--- RECORD SET Enclosed Below ---
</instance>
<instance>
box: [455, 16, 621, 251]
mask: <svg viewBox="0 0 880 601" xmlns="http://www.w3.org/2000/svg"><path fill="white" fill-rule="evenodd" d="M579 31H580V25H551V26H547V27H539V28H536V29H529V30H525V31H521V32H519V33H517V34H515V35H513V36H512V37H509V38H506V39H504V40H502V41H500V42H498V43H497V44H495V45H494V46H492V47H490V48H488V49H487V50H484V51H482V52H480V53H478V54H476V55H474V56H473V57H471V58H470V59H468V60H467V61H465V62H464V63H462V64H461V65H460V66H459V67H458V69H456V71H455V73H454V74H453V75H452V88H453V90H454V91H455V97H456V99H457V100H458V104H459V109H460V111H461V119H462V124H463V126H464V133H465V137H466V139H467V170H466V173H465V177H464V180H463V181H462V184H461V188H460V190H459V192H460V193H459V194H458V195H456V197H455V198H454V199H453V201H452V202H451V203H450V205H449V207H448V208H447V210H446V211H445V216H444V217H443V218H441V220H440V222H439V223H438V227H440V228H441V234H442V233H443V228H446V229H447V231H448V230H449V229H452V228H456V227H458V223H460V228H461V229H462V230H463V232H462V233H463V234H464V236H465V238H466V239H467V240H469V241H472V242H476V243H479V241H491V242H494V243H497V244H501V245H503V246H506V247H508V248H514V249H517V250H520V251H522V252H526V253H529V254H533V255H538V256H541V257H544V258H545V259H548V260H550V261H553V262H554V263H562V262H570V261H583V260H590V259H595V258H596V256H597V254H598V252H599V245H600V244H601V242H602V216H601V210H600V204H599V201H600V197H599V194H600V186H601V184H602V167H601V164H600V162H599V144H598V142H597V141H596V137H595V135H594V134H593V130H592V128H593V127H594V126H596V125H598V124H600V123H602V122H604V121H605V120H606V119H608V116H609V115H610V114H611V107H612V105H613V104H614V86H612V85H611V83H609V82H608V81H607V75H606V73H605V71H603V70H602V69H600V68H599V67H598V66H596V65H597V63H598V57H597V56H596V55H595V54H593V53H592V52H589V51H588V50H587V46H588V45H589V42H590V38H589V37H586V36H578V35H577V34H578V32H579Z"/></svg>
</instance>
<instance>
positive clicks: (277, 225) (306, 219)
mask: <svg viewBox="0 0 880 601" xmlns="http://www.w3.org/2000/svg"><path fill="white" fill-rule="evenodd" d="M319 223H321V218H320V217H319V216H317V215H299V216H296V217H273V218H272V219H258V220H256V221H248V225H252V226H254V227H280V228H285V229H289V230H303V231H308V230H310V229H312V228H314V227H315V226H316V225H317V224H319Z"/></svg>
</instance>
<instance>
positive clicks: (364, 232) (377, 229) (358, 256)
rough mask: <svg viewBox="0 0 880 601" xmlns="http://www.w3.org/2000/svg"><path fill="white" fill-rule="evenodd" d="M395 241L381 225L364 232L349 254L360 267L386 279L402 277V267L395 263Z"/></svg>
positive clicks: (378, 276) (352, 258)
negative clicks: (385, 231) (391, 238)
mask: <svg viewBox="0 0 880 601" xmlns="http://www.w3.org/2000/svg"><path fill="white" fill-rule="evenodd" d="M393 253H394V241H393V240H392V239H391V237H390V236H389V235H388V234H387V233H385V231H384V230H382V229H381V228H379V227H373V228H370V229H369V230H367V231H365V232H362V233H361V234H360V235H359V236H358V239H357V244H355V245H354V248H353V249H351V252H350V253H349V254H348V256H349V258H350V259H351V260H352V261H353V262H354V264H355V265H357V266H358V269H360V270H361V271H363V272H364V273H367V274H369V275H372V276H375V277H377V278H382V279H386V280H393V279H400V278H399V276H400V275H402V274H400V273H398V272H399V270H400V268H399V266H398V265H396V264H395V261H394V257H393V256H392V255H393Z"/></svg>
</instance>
--- End of Enclosed RECORD SET ---
- _AIM OF THE EXERCISE_
After reading the data above, return it verbatim in full.

- _EXPECTED ANSWER_
</instance>
<instance>
box: [455, 16, 621, 251]
mask: <svg viewBox="0 0 880 601" xmlns="http://www.w3.org/2000/svg"><path fill="white" fill-rule="evenodd" d="M579 31H580V25H551V26H547V27H539V28H536V29H529V30H525V31H521V32H519V33H517V34H515V35H513V36H512V37H509V38H506V39H504V40H502V41H500V42H498V43H497V44H495V45H494V46H492V47H490V48H488V49H487V50H484V51H482V52H480V53H478V54H476V55H474V56H473V57H471V58H470V59H468V60H467V61H465V62H464V63H462V64H461V65H460V66H459V67H458V69H456V71H455V73H454V74H453V75H452V88H453V90H454V91H455V97H456V99H457V100H458V104H459V109H460V111H461V119H462V124H463V126H464V133H465V137H466V139H467V170H466V173H465V177H464V180H463V181H462V184H461V188H460V190H459V192H460V193H459V194H458V195H456V197H455V198H454V199H453V201H452V202H451V203H450V205H449V207H448V208H447V210H446V211H445V216H444V217H443V218H441V220H440V222H439V223H438V227H440V228H441V234H442V233H443V228H446V229H447V231H448V230H449V229H452V228H456V227H458V223H460V228H461V229H462V230H463V232H462V233H463V234H464V236H465V238H466V239H467V240H469V241H472V242H476V243H479V241H491V242H494V243H497V244H501V245H503V246H506V247H508V248H514V249H517V250H520V251H522V252H526V253H529V254H533V255H538V256H541V257H544V258H545V259H548V260H550V261H553V262H554V263H562V262H570V261H583V260H590V259H595V258H596V256H597V254H598V252H599V245H600V244H601V242H602V216H601V210H600V204H599V201H600V197H599V194H600V186H601V184H602V167H601V164H600V162H599V144H598V142H597V141H596V137H595V135H594V134H593V130H592V128H593V127H594V126H596V125H598V124H600V123H602V122H604V121H605V120H606V119H608V116H609V115H610V114H611V107H612V105H613V104H614V86H612V85H611V83H609V82H608V81H607V75H606V73H605V71H603V70H602V69H600V68H599V67H598V66H596V65H597V63H598V57H597V56H596V55H595V54H593V53H592V52H589V51H588V50H587V46H588V45H589V42H590V38H589V37H586V36H578V35H577V34H578V32H579Z"/></svg>
</instance>
<instance>
positive clicks: (277, 225) (306, 219)
mask: <svg viewBox="0 0 880 601" xmlns="http://www.w3.org/2000/svg"><path fill="white" fill-rule="evenodd" d="M319 223H321V218H320V217H319V216H317V215H299V216H296V217H273V218H272V219H258V220H256V221H248V225H252V226H254V227H280V228H285V229H289V230H303V231H308V230H310V229H312V228H314V227H315V226H316V225H317V224H319Z"/></svg>
</instance>
<instance>
positive clicks: (364, 232) (377, 229) (358, 256)
rough mask: <svg viewBox="0 0 880 601" xmlns="http://www.w3.org/2000/svg"><path fill="white" fill-rule="evenodd" d="M395 241L381 225L364 232L349 254L360 267L386 279L402 277V267L395 263Z"/></svg>
positive clicks: (378, 276) (352, 258)
negative clicks: (385, 231) (391, 238)
mask: <svg viewBox="0 0 880 601" xmlns="http://www.w3.org/2000/svg"><path fill="white" fill-rule="evenodd" d="M393 253H394V241H393V240H392V239H391V237H390V236H389V235H388V234H387V233H385V231H384V230H382V229H381V228H379V227H373V228H370V229H369V230H367V231H365V232H362V233H361V234H360V235H359V236H358V239H357V244H355V245H354V248H353V249H351V252H350V253H349V254H348V256H349V258H350V259H351V260H352V261H353V262H354V264H355V265H357V266H358V269H360V270H361V271H363V272H364V273H367V274H369V275H372V276H375V277H377V278H382V279H386V280H393V279H400V278H399V276H400V275H402V274H400V273H398V272H399V270H400V268H399V266H398V265H396V264H395V261H394V257H393V256H392V255H393Z"/></svg>
</instance>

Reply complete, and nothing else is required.